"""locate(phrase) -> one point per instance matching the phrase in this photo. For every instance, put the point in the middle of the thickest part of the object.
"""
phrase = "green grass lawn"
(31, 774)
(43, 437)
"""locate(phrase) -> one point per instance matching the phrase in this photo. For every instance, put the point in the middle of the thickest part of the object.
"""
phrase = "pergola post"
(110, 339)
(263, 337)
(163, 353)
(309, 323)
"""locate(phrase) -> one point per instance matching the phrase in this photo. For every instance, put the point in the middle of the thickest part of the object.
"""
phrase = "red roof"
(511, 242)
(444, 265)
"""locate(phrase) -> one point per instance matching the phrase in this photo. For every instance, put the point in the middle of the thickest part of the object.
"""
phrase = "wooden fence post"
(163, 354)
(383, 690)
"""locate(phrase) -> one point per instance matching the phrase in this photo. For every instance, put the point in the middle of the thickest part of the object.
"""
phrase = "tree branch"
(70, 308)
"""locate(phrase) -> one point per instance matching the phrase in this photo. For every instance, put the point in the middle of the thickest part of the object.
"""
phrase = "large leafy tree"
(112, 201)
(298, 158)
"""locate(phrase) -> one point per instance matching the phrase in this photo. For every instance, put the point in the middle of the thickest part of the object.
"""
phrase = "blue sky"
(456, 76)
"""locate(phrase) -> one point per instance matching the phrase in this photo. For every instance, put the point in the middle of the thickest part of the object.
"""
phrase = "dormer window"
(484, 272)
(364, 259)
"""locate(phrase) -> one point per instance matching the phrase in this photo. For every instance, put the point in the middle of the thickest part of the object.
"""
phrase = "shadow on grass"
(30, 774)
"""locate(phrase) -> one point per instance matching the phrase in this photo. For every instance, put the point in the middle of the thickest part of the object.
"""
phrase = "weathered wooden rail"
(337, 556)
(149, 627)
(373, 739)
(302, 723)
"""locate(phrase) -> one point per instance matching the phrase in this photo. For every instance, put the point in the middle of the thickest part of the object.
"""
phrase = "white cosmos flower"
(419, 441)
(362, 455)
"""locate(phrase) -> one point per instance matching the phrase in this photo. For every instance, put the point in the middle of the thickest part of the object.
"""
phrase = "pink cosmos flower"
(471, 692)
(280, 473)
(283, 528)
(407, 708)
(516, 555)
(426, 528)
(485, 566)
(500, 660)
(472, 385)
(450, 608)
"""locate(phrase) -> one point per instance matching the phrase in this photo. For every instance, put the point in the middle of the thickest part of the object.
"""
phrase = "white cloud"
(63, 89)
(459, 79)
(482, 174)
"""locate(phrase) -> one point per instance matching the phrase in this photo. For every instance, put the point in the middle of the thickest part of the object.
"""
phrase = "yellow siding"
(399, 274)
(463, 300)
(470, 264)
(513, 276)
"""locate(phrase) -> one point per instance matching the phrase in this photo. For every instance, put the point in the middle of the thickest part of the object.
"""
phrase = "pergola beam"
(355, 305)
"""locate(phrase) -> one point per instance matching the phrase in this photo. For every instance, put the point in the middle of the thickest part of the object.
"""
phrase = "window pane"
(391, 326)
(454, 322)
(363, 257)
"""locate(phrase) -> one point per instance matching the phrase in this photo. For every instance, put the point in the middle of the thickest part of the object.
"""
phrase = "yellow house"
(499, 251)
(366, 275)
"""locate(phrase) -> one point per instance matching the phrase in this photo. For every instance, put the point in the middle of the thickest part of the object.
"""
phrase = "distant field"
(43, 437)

----

* What is being asked *
Every record must be returned exactly.

* Final answer *
"""locate(phrase) -> one point per instance matching the phrase in this photo. For every instance, put the point in the middle of the thickest part of the object.
"""
phrase = "green grass lawn"
(31, 774)
(43, 437)
"""locate(phrase) -> one point per instance matching the phrase in this photo. For every instance, put the point in the middle of the thickest part of the object.
"""
phrase = "pergola post"
(110, 339)
(263, 337)
(163, 353)
(309, 323)
"""locate(phrase) -> one point per instance matching the phrase in this photo. For every instance, put the point in the middle of the thickest part of the object.
"""
phrase = "red roof"
(511, 242)
(444, 265)
"""locate(phrase) -> one point per instance matching the phrase in this photo. For every instance, put the point in the middle of the thickest part of the object.
"""
phrase = "wooden fence post"
(163, 354)
(383, 690)
"""locate(phrase) -> one point per instance matching the phrase in this photo. For every instance, put the point in the middle of the thickest part of the object.
"""
phrase = "tree branch"
(70, 308)
"""locate(phrase) -> one point per instance matching the phrase in this photo. For every instance, put the point in the middle of the thickest part of the object.
"""
phrase = "large leafy tree"
(112, 201)
(298, 158)
"""locate(phrase) -> one point per instance matching the phrase in this photo. For every instance, put the point in the middle of the thickest part of the object.
"""
phrase = "blue sky"
(456, 76)
"""locate(phrase) -> one point per instance matching the phrase in this photo. For every instance, put the point in the middle of the thickest part of the object.
"""
phrase = "dormer window"
(484, 272)
(364, 259)
"""locate(phrase) -> one point per instance matching the phrase in this photo. For every instance, put the point in the middle of the thickest part of the object.
"""
phrase = "shadow on grass"
(30, 774)
"""locate(phrase) -> one point per instance matching the phrase in this photo. For every instance, put the point in the middle of the thickest part of the object.
"""
phrase = "weathered wooden rail"
(337, 556)
(149, 627)
(373, 739)
(302, 723)
"""locate(phrase) -> one point per instance matching the phrase in this photo. For every instance, put the point in the middle of the thickest part of the object.
"""
phrase = "white cosmos flower"
(419, 441)
(362, 455)
"""locate(phrase) -> one point per instance matching the phrase in this photo. For every instance, put the point in the middle of the thickest part of the object.
"""
phrase = "pink cosmos flower"
(471, 692)
(280, 473)
(283, 528)
(407, 708)
(516, 555)
(426, 528)
(485, 566)
(500, 660)
(472, 385)
(450, 608)
"""locate(phrase) -> one point per instance matching the phrase in this photo. For every instance, put the point in the middle of the thickest part of the object.
"""
phrase = "white cloud"
(63, 89)
(459, 79)
(482, 174)
"""locate(phrase) -> one point per instance matching the phrase in this photo. For every instance, put the point in the middle of the thickest part of the object.
"""
phrase = "yellow siding"
(399, 274)
(463, 300)
(470, 264)
(513, 276)
"""locate(phrase) -> one point per instance matching the phrase in this photo. For every instance, put the point in the middle of the thickest part of the object.
"""
phrase = "pergola beam"
(355, 305)
"""locate(phrase) -> one point per instance matching the phrase in this photo. For every instance, put the point in the middle of the thickest part of the object.
"""
phrase = "window pane"
(391, 326)
(454, 322)
(363, 257)
"""locate(phrase) -> one point per instance matching the phrase in this photo. For every instance, put the point in the middle of the thickest part of the object.
"""
phrase = "yellow house"
(499, 251)
(366, 275)
"""locate(phrase) -> one point per instance matching the phrase in this photo. For every instance, put the point in the middle of the thickest part of the object.
"""
phrase = "distant field"
(43, 437)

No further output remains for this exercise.